--- Start of DATA SECTION ---

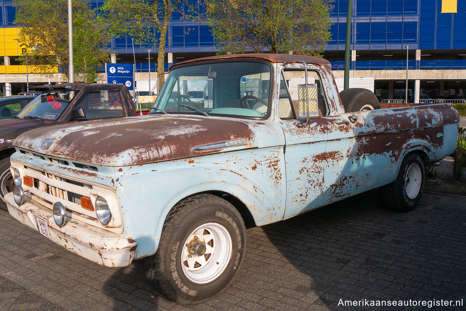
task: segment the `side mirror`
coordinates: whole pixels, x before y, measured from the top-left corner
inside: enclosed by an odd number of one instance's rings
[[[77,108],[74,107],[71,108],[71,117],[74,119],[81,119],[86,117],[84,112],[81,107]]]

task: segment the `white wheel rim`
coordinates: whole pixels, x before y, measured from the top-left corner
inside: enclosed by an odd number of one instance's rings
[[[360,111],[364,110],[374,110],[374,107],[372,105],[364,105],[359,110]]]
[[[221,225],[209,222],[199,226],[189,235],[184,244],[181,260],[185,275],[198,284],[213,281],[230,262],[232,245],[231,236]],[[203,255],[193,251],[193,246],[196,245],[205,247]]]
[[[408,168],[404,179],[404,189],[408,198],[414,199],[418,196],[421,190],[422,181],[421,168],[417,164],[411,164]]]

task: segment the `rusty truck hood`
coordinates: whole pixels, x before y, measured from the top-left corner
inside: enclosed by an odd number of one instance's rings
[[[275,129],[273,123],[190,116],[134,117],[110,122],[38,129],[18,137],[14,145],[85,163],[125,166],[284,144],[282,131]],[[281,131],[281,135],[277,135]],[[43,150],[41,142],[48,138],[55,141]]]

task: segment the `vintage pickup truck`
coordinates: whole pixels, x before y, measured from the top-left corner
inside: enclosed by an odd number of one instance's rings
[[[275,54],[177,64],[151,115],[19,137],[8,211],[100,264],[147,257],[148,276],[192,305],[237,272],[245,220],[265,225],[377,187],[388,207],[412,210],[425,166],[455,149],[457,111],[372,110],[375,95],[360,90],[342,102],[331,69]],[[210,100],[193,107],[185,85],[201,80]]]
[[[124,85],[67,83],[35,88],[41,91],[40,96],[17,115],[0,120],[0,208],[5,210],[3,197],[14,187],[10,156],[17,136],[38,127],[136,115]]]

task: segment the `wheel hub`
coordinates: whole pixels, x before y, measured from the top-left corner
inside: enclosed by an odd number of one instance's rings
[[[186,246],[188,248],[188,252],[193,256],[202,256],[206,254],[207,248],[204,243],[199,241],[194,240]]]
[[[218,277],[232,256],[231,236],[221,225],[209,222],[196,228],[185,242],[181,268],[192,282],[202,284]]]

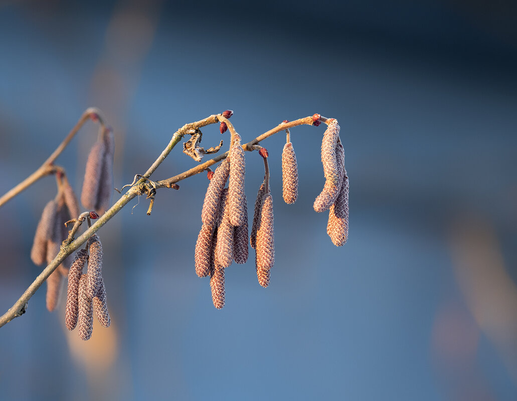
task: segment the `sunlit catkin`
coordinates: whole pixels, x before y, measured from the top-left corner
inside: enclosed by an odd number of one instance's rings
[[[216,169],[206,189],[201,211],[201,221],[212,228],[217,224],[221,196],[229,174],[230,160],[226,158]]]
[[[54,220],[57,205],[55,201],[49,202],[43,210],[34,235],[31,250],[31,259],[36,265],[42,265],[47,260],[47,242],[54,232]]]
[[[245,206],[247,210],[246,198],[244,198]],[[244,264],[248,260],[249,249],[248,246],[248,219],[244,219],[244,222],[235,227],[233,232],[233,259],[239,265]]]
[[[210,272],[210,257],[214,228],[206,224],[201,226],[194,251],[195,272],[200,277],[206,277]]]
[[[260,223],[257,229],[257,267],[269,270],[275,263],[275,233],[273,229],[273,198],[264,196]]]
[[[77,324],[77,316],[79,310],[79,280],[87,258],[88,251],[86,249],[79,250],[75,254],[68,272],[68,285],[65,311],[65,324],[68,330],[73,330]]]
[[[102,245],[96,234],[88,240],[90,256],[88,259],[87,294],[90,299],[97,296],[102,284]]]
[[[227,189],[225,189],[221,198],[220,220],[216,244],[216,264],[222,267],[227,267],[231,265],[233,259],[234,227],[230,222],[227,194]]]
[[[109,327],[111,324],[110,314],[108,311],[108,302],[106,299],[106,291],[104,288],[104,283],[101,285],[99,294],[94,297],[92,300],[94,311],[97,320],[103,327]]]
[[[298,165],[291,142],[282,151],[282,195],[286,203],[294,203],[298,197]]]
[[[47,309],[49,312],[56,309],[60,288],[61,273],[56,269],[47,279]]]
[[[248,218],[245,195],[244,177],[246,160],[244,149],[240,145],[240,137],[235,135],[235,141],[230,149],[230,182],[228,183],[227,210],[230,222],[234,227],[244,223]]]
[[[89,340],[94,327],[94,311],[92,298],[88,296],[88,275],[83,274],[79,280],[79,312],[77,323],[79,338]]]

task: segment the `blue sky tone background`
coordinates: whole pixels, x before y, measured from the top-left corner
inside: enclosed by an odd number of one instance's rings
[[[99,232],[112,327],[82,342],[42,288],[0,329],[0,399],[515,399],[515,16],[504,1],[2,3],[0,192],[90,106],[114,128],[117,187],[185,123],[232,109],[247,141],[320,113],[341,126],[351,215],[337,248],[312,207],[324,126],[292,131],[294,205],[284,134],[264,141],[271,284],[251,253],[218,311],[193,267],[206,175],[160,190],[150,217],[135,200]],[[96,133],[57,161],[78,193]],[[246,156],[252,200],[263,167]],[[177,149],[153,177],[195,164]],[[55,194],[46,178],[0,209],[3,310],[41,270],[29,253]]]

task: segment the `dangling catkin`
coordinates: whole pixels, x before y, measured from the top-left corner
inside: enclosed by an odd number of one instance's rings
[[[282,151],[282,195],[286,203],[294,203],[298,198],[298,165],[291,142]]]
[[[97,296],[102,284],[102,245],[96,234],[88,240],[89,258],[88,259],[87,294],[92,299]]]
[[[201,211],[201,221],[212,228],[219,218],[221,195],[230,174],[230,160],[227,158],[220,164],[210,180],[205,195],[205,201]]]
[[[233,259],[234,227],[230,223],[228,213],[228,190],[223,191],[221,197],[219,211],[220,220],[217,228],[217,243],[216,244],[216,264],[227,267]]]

--- End of DATA SECTION ---

STATED PROBLEM: Which lines in the listing above contain the string "truck"? Pull each of them out in full.

FINAL RESULT:
task: segment the `rusty truck hood`
task: segment the `vintage pickup truck`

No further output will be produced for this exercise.